This book is candy. Meaning: it’s delicious, it’s got a nice texture, it makes my body respond quickly, and it’s probably ultimately really unhealthy for me. Nonetheless, I’m on a sugar high from it, so here are some screenshots with my thoughts.
We Always Idealize Tribal Life, but. . .
Much of the book revolves around “imagined realities,” meaning whatever social constructs people decide on that “keep the peace,” even if the peace is war or murder to other people. Imagined realities are the rules we all abide by. And, it’s not a conspiracy; it’s just how human society works—all animal societies, really. We all agree to stop at stop signs because that makes sense, but it might not make sense to someone from a different culture to stop at a sign when they can see and know damn well no one else is coming from any direction. The Aché just practice euthanasia at any point vs. just when someone is old or sick. Different strokes for different folkxs.
Evolution is Mysogynistic
Human brains got bigger and bigger and we walked more upright and more upright and that made it harder and harder to have kids—meaning, a lot of females died out of the gene pool just because their babies were born at later term or their hips were different. And that’s why human babies are like fetuses when they are born compared to horse babies which drop down to the ground and start walking soon after. . . We used to be like that. No commentary here, just interesting.
Eat Your Wheaties, Monkey Boy
Also interesting, the Agricultural Revolution is often told as some sort of mass revolution that changed the way people lived and ate overnight. But this story often gives humans a lot of agency in the matter, when in reality, cultures and language were in such early stages that it was more of an accident than an intentional revolution. Harari writes:
The sad story is that after this change came about, a few generations later humans found themselves in disease-ridden little villages toiling away on fields to feed the ever-growing population which made both the demands for food production and also the diseases increase. And, such is life, by the time any one person realized this maybe wasn’t the best decision for the human race, it was too hard to turn back.
And this sad truth slapped me across the face as I checked my phone’s 300 notifications and checked the status of all my smart home products and my mind spun with tons of ways to make money to support farmer’s market goods—the kind I could have mostly just meandered upon in the forest for free a few millennia ago. The agricultural revolution is one of a few huge reasons that it’s so expensive to eat well in this world—because it wasn’t “meant” to “work” this way.
The Bitter Buffalos
Another part I forgot to highlight was why there are no more mammoths and super-large mammals anymore. There used to be saber-tooth tigers and all sorts of behemoth animals roaming the planet; what happened? Well, bigger bodies meant longer gestation. And with greedy sapiens running around everywhere with sharpened spears, the math didn’t work out. Too many big animals were killed they couldn’t keep up with the pace and died out. The order of Earth had been disrupted, and only (some) smaller mammals could reproduce quickly enough to not be made extinct.
Time is Non-Linear
One of the hugest takeaways from the book so far is the change that moving from forager to farmer made to our sense of time. Foragers didn’t think about the future much, they just keep moving, they couldn’t control their food supply like a farmer. Foragers trusted the Earth would provide. But sapiens kind of abandoned that trust when we started farming. Now we were time-traveling—farmers had to think seasons ahead to ensure they’d have food for their community. They had to do calculations about future stomachs and growing numbers of stomachs. Basically, it sounds like we became un-chill. Life got harder and more complicated (and continues to do so).

[Excerpts from a dataset]
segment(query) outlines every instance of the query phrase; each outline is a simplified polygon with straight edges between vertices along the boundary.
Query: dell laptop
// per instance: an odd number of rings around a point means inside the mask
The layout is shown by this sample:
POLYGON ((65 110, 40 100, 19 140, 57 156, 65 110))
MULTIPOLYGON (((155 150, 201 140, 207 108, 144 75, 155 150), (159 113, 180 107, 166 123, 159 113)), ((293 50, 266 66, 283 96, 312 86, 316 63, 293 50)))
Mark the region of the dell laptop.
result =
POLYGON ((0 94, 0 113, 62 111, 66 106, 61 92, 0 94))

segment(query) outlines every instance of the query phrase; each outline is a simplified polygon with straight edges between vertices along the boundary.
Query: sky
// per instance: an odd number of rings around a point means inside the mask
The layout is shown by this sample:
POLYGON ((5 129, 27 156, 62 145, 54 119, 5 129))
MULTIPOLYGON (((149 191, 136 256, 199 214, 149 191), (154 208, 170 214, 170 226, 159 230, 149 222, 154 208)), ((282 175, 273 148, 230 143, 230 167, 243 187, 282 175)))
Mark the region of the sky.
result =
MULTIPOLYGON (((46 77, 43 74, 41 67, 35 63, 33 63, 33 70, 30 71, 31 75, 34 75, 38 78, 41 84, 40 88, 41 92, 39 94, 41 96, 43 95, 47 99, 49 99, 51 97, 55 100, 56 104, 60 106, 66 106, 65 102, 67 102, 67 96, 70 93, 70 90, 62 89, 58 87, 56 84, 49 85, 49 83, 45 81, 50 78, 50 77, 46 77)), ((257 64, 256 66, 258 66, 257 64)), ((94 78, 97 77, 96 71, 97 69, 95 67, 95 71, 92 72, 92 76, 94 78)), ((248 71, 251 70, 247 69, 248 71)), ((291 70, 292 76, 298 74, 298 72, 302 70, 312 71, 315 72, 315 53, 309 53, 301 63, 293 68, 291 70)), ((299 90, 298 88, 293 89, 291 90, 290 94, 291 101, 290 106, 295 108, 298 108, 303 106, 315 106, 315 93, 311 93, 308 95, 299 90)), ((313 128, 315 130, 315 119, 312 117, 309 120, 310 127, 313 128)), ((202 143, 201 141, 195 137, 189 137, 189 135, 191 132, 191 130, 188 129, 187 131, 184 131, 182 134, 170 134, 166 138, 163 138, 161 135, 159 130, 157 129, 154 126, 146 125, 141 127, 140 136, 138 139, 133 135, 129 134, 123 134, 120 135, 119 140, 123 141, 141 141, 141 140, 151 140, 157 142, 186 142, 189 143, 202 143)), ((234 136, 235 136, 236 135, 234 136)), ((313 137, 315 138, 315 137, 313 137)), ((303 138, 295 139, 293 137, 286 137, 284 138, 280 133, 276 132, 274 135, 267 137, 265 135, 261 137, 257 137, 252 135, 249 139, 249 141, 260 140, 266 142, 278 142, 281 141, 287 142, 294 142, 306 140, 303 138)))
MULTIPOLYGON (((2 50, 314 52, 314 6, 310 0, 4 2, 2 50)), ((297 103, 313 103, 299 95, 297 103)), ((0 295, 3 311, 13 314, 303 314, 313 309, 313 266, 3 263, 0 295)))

What you are asked to do.
According to the book review, why did mammoths and other very large mammals die out?

Output for this task.
Their bigger bodies meant longer gestation, so they couldn't reproduce fast enough to keep up with the number killed by spear-carrying sapiens.